Task description: Summarize the Kerberos article below in two sentences.

By Stephan Wolfert

TL:DR Kerberos attacks are more than just Golden Tickets and Kerberoasting. Password Resets are not always enough!

Preface about Kerberos

Going to keep this part simple and talk about a few key details related to Kerberos authentication you should know. Kerberos Tickets will have a validity period of 10 hours by default in an Active Directory domain. The default renewal period for a Kerberos Ticket is 7 days.

Kerberos Tickets are commonly used by red teams and real world attackers once they have successfully compromised an account. Understanding the nuance of Kerberos authentications can significantly help defenders and investigators identify an attacker’s actions during or after an incident but also ensure proper remediation steps are performed. The point of this blog is not to minimize other Kerberos-based attacks or other methods of authentication commonly abused by attackers such as pass-the-hash but rather provide a scenario, that may commonly be misunderstood, of what is possible.

Compromise Scenario Explained

Consider this scenario, a domain, swolfsec.corp, has been compromised and the attackers have gained access to a highly privileged user, highpriv_user. With this account, the attacker has full access to the domain controller, and can perform any post compromise attacks they wish (use your imagination). The defenders have identified the compromised account and reset it’s password in an effort to thwart the attacker’s efforts. Unfortunately, after the password reset, the attacker was still able to misuse the privileged account! How can that be possible!?!

Scenario In-Depth

During this scenario, we will flip between the attacker and defender perspective. There are different ways that this same attack could be achieved but the fundamentals, risks, and opportunities for visibility remain the same.

First, the attacker uses Rubeus’ tgtdeleg argument to request a Kerberos ticket for the currently compromised user, highpriv_user. They are returned a base64 encoded kirbi that can be used for authentication without the need to supply a password. Many toolsets, such as those from the impacket collection, allow for the use of a Kerberos ticket instead of a password or a hash.

tgtdeleg

The Event ID 4769 is a great event log for tracking Kerberos Ticket Requests and it may already be logged in any environments because of it’s common use in identifying Kerberoasting. In this case, the client address is the compromised workstation (not the attacker system) at IP address 192.168.5.169 and specifies the highpriv_user account which was compromised. The ticket options presented here are described by Microsoft as Forwardable, Forwarded, Renewable, Canonicalize, Renewable-ok which translates to options of 0x60810010. These options may not be immediately interesting but the importance of the Renewable flag will be seen later on.

Given entries:
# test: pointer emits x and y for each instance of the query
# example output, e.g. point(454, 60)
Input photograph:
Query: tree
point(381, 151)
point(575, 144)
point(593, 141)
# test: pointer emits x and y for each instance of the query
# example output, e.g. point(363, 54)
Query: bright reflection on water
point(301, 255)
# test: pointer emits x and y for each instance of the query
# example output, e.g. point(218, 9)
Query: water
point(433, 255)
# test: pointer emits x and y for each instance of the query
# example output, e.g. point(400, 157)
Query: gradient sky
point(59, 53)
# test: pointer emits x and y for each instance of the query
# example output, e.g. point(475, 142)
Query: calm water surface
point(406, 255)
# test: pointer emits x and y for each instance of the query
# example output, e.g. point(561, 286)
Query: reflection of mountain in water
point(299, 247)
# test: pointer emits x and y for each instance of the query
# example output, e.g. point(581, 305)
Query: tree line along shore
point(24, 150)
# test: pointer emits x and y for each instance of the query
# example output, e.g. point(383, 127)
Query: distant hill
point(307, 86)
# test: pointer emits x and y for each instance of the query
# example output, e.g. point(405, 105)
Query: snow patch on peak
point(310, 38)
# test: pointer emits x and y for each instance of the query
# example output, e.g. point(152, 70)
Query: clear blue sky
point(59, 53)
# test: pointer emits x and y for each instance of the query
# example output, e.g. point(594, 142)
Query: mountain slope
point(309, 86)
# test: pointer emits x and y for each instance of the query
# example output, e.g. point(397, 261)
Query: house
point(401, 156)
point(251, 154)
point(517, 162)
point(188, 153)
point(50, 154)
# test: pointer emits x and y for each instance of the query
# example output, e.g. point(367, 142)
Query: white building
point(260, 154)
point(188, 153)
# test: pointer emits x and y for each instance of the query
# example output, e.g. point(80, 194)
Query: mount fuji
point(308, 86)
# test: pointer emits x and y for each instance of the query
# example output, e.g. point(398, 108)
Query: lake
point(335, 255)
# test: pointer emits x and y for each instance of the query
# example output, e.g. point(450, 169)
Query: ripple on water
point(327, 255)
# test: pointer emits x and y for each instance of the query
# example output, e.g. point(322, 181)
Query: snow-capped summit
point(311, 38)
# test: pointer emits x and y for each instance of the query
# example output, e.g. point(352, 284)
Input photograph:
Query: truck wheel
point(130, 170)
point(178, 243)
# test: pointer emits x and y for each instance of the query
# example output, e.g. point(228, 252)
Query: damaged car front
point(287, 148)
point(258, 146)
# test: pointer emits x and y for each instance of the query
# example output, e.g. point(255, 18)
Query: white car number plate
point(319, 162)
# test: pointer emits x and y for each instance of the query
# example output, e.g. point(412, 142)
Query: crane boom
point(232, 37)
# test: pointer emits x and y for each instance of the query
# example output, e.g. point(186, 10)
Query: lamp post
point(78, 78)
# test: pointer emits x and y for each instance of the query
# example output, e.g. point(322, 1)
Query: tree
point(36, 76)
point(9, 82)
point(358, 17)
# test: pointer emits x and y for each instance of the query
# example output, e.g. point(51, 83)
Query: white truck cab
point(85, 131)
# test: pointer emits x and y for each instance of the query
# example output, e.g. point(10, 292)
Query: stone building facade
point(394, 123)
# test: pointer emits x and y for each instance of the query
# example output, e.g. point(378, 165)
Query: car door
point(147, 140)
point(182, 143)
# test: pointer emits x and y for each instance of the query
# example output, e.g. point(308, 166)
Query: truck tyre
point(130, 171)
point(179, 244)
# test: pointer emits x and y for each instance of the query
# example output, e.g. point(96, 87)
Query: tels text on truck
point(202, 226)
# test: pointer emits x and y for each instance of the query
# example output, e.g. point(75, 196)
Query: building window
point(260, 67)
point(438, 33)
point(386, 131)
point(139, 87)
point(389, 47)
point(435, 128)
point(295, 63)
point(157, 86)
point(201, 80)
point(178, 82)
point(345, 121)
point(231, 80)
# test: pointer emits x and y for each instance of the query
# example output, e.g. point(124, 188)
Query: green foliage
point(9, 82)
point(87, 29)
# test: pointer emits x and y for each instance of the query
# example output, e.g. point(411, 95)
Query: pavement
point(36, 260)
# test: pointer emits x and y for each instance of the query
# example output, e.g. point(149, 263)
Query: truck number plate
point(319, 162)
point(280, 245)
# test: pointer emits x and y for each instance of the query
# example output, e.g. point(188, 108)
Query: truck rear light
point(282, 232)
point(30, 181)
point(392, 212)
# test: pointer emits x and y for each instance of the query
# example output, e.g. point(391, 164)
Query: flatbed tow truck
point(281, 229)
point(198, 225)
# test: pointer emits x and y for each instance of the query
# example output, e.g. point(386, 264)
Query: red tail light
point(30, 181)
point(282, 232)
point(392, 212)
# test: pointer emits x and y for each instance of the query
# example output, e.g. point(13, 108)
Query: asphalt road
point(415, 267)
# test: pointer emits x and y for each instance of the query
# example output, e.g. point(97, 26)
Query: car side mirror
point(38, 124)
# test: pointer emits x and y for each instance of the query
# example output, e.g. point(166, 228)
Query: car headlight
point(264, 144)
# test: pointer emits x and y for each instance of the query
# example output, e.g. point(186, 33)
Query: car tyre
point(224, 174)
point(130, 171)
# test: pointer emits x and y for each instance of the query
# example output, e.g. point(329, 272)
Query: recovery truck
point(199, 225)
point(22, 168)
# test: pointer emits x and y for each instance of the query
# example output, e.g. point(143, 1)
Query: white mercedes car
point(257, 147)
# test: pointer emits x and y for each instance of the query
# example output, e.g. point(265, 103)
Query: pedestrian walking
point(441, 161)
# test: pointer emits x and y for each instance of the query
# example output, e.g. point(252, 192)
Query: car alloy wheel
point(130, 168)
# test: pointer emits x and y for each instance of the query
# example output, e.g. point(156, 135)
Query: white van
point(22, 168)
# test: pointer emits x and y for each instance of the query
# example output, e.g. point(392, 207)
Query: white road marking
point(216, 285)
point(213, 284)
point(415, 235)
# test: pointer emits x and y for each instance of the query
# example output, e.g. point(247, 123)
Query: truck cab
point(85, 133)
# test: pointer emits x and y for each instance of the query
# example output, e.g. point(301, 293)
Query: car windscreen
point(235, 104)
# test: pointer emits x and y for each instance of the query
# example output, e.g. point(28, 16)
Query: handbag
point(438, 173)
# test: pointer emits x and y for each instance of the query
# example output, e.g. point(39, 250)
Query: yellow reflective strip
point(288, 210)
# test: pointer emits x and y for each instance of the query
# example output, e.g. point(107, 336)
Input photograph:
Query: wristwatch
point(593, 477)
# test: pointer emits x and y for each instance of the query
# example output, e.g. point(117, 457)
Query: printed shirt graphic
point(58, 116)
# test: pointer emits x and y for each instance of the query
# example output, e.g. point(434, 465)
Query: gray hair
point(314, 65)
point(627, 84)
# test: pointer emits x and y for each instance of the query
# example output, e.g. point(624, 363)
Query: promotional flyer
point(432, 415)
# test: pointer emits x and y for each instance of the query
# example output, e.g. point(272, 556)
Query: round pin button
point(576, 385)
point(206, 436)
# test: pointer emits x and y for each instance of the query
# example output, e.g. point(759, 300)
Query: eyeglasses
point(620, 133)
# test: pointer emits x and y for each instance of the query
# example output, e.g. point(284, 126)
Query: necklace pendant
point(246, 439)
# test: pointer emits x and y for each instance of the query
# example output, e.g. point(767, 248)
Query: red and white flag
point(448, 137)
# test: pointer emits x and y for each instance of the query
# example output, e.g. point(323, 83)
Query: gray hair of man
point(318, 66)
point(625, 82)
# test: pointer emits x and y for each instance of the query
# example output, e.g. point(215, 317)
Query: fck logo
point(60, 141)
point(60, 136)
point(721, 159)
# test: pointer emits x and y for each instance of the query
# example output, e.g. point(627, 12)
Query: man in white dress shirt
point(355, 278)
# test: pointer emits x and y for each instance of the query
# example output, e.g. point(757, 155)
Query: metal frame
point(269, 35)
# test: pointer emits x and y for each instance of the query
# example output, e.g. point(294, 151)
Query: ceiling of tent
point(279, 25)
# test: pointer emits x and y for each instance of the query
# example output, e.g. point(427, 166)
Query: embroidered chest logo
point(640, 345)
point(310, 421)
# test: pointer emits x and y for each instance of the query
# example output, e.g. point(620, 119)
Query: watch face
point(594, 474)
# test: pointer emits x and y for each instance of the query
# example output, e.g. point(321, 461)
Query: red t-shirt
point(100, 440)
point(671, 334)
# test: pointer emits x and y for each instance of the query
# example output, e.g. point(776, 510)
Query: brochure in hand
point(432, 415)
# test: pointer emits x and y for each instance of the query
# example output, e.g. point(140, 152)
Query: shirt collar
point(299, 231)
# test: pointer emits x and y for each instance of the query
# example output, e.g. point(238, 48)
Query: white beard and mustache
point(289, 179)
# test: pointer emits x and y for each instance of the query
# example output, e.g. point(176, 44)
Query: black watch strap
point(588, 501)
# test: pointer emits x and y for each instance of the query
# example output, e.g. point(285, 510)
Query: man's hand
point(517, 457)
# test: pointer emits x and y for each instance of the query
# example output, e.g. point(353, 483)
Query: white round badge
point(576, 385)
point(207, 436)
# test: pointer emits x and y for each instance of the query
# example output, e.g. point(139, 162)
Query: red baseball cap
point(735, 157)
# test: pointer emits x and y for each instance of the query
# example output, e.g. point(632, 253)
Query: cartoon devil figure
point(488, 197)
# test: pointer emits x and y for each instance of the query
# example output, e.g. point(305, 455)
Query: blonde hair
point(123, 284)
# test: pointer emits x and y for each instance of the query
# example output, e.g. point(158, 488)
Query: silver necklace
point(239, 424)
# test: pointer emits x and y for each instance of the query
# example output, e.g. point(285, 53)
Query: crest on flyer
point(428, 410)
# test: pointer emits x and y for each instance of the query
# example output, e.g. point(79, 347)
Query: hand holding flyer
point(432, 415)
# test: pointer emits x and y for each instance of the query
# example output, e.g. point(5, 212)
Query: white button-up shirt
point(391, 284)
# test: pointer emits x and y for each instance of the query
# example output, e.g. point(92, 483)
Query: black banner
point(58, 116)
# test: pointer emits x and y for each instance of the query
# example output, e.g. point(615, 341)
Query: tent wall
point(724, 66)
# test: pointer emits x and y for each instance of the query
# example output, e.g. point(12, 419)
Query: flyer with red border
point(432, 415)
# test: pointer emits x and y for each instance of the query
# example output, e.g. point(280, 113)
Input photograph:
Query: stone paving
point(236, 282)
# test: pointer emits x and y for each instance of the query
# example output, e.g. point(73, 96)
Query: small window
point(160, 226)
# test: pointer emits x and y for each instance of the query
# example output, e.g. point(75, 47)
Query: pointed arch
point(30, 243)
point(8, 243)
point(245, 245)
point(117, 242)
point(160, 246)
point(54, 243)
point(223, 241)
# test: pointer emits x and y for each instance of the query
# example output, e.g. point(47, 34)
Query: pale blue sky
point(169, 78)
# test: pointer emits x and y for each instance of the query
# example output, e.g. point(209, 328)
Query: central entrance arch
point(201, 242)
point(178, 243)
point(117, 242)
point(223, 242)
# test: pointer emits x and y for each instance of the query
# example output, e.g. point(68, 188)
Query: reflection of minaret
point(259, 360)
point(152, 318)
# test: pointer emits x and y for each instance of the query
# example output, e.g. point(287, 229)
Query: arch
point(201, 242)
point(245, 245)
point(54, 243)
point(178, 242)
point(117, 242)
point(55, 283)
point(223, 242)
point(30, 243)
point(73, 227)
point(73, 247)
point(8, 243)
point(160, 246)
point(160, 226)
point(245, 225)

In response: Kerberos tickets in an Active Directory domain are valid for 10 hours and renewable for 7 days by default, and in the scenario an attacker keeps misusing the compromised privileged account highpriv_user even after defenders reset its password. The attacker uses Rubeus' tgtdeleg argument to get a base64 encoded kirbi that authenticates without a password, and defenders can track such requests through Event ID 4769, which here shows the ticket options 0x60810010, including the Renewable flag.